(Document extract Opens)
Causes of lower back pain after hip replacement surgery

I compiled this information from various sources, because my father has had a hip replacement operation, and has been suffering from lower back pain during convalescence. I’m posting it here just in case it could be useful to someone else.

Tiredness and lower back pain after hip replacement surgery

The surgery involves the cutting and manipulation not only of bone but also of soft tissues such as muscles, tendons, nerves, and the capsule that encloses the joint. Such an invasive procedure is tough on the body, and recovering from it takes time. It is normal to be tired; your normal energy levels will return day by day. Don’t be too aggressive in exercising. Your body is working to recover and heal from the surgery even while you are resting.
Lower back pain may be caused by asymmetry in the power of thigh, abdominal and back muscles. Before surgery you were walking asymmetrically (your body was trying to reduce pain by restricting certain movements) and so you will have unconsciously decreased the power of certain muscles, because you used them less on one side. In addition, it is likely that your leg length is now slightly different. This in itself can cause lower back pain. Gradually, as you become more mobile, you will equalize muscle strength and lessen the strain on the lower back.
Something else that happens in hip replacement surgery is that the iliopsoas muscle running from your pelvis to your thigh gets traumatized. This can cause a degree of pelvic tilt for many weeks after surgery, as the iliopsoas remains in a state of contraction, causing imbalance. You may have the sensation of one leg being longer than the other, and this can be caused by this sort of contraction.
In some movements, your low back may tend to bend inwards (arching) as you perform the movement, causing lower back pain. It may help to tighten your stomach muscles during the movement; this helps keep the spine straight.
(Document extract Closes)
§ Activity: Continue the article on lower back pain after hip replacement surgery, starting right after its final sentence. The data that comes after this has no connection to the article on lower back pain after hip replacement surgery.
(Material provided Opens)
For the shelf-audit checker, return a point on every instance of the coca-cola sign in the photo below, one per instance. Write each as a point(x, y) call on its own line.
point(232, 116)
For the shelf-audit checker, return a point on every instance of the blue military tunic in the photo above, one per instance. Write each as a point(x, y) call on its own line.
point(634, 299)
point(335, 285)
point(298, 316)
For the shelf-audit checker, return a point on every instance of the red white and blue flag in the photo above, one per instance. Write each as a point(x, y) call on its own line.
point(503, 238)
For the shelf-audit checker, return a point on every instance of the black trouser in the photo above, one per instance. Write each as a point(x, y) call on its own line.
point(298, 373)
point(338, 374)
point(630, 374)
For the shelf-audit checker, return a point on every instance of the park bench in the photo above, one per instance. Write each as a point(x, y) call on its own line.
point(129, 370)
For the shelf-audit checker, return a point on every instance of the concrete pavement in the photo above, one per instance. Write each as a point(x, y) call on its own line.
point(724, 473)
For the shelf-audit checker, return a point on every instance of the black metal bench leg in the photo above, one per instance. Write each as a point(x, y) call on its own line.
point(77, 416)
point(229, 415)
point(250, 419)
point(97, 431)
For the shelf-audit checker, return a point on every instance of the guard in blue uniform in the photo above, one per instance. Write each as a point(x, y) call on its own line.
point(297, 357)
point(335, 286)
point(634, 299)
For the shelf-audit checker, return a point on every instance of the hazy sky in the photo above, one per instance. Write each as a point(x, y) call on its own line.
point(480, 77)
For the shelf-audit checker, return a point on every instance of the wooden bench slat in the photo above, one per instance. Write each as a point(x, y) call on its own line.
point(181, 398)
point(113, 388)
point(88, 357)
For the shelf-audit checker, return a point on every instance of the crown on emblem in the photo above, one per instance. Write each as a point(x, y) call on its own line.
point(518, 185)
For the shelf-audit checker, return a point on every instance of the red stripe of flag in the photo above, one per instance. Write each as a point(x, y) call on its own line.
(Material provided Closes)
§ Exercise answer:
Often, even two months after surgery, people have pain when getting up out of a chair. The process of alleviating this is lengthy, because your muscles are still compensating for the pain in your hip, even though the operation has removed the source of the pain. Your muscles have been conditioned to misbehave, and many of them have atrophied and weakened in the years before your operation. Your gluteus muscles are weaker, likewise your sartorius, hip adductors and abductors. Quads and hamstrings have to be stretched and strengthened.

Convalescence timescale:

Full recovery: 3-6 months.
Total rehabilitation: muscle re-education will only be complete after a year.
In the early months, some good days and some bad days is totally normal. You should notice a gradual improvement over time.
4-6 weeks after surgery: zimmer or crutches
Next 4-6 weeks: a stick
About 10 weeks after surgery: walking without assistance, almost normally.
About 3 months after surgery: most of the soft tissue wounds have healed
3-6 months after surgery: gradual relaxation of hip and leg muscles.

Exercise:

You’ve been given some exercises to perform during convalescence. Remember to bear in mind all the warnings about the movements to avoid!
Don’t overdo it! Avoid high-impact exercises. Take great care whenever you are moving around to avoid tripping. Be careful going up and down stairs.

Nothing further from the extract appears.